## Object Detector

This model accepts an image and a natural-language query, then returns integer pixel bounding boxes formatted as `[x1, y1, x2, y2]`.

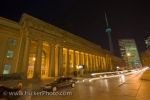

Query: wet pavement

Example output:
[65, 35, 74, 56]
[1, 69, 150, 100]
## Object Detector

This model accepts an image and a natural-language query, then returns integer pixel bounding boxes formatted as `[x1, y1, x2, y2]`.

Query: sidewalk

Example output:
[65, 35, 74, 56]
[109, 72, 150, 100]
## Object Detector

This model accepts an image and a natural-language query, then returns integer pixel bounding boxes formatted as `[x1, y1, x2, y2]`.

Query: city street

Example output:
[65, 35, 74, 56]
[28, 70, 149, 100]
[1, 69, 150, 100]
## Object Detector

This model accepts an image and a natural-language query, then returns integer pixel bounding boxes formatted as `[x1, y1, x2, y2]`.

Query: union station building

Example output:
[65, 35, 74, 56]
[0, 14, 123, 80]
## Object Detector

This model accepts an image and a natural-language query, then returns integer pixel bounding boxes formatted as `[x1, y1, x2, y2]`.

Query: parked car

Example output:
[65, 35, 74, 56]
[41, 77, 77, 92]
[0, 83, 23, 99]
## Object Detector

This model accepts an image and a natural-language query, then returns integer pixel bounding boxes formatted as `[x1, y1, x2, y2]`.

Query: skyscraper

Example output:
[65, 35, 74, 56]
[119, 39, 141, 69]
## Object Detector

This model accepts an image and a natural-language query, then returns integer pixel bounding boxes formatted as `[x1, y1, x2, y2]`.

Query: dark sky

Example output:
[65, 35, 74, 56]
[1, 0, 150, 56]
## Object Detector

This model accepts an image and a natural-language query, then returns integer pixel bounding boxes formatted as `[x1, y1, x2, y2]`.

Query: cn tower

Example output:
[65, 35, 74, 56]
[105, 12, 114, 53]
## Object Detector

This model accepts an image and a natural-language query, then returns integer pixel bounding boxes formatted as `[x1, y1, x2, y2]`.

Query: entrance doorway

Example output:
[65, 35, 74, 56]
[27, 41, 50, 79]
[27, 40, 37, 79]
[41, 42, 50, 79]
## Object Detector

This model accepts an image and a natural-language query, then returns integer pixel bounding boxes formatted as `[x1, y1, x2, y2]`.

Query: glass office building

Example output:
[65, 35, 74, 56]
[119, 39, 141, 69]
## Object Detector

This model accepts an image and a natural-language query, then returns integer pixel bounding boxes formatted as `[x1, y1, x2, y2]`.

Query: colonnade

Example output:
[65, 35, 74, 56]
[24, 39, 113, 79]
——
## WHAT IS NEEDED
Excluding all images, transcribe the material word for word.

## RESPONSE TO THIS EXERCISE
## Object Detector

This model accepts an image and a natural-language query, then returns integer pixel bounding boxes formatted as `[x1, y1, x2, y2]`.


Query: wet pavement

Example output:
[65, 35, 74, 56]
[1, 69, 150, 100]
## Object Detector

This model accepts an image and a natural-language query, then returns integer pixel bounding boxes formatted as `[x1, y1, x2, y2]`.

Query: sidewalk

Example output:
[65, 35, 74, 56]
[109, 72, 150, 100]
## Object Detector

This model accepts an image and a natural-language query, then returns integer pixel bounding boxes formatted as `[x1, y1, x2, y2]`.

Query: city street

Example output:
[65, 35, 74, 56]
[28, 70, 149, 100]
[1, 69, 150, 100]
## Object Detector

This model accepts an image and a natural-language query, then returns integer pixel bounding boxes formatted as `[x1, y1, x2, y2]`.

Query: union station building

Example output:
[65, 35, 74, 56]
[0, 14, 123, 80]
## Object Detector

This model accepts an image and a natural-language query, then returns integer pixel bounding boxes formatted as `[x1, y1, x2, y2]`.

Query: parked car

Example output:
[65, 35, 74, 56]
[41, 77, 77, 92]
[0, 83, 23, 99]
## Object Detector

This model accepts an image and a natural-language query, then returns integer pixel bounding boxes formatted as `[x1, y1, x2, y2]`.

Query: skyscraper

Example output:
[65, 35, 74, 56]
[119, 39, 141, 69]
## Object Detector

This model accepts an image and a natural-language query, then returns integer pixel bounding boxes formatted as `[x1, y1, x2, y2]`.

Query: dark sky

Example output:
[65, 35, 74, 56]
[1, 0, 150, 56]
## Object Detector

This model accepts an image and a natural-language query, then returns integer pixel bounding boxes formatted as `[x1, y1, x2, y2]`.

Query: cn tower

Example output:
[65, 35, 74, 56]
[105, 12, 114, 53]
## Object Detector

This model accepts an image and a natural-language query, then returns integer pixel bounding boxes formatted as `[x1, y1, x2, y2]`.

Query: entrance doorway

Example output:
[65, 35, 74, 56]
[27, 41, 50, 79]
[27, 40, 37, 79]
[41, 42, 50, 79]
## Object Detector

This model accepts an image and a natural-language query, then returns integer pixel bounding boxes formatted as `[x1, y1, x2, y2]`.

Query: glass office building

Example output:
[65, 35, 74, 56]
[119, 39, 141, 69]
## Object Detector

This model accepts an image and a natural-language query, then returns integer pixel bounding boxes formatted as `[x1, y1, x2, y2]`.

Query: colonnade

Example output:
[65, 35, 74, 56]
[24, 39, 113, 79]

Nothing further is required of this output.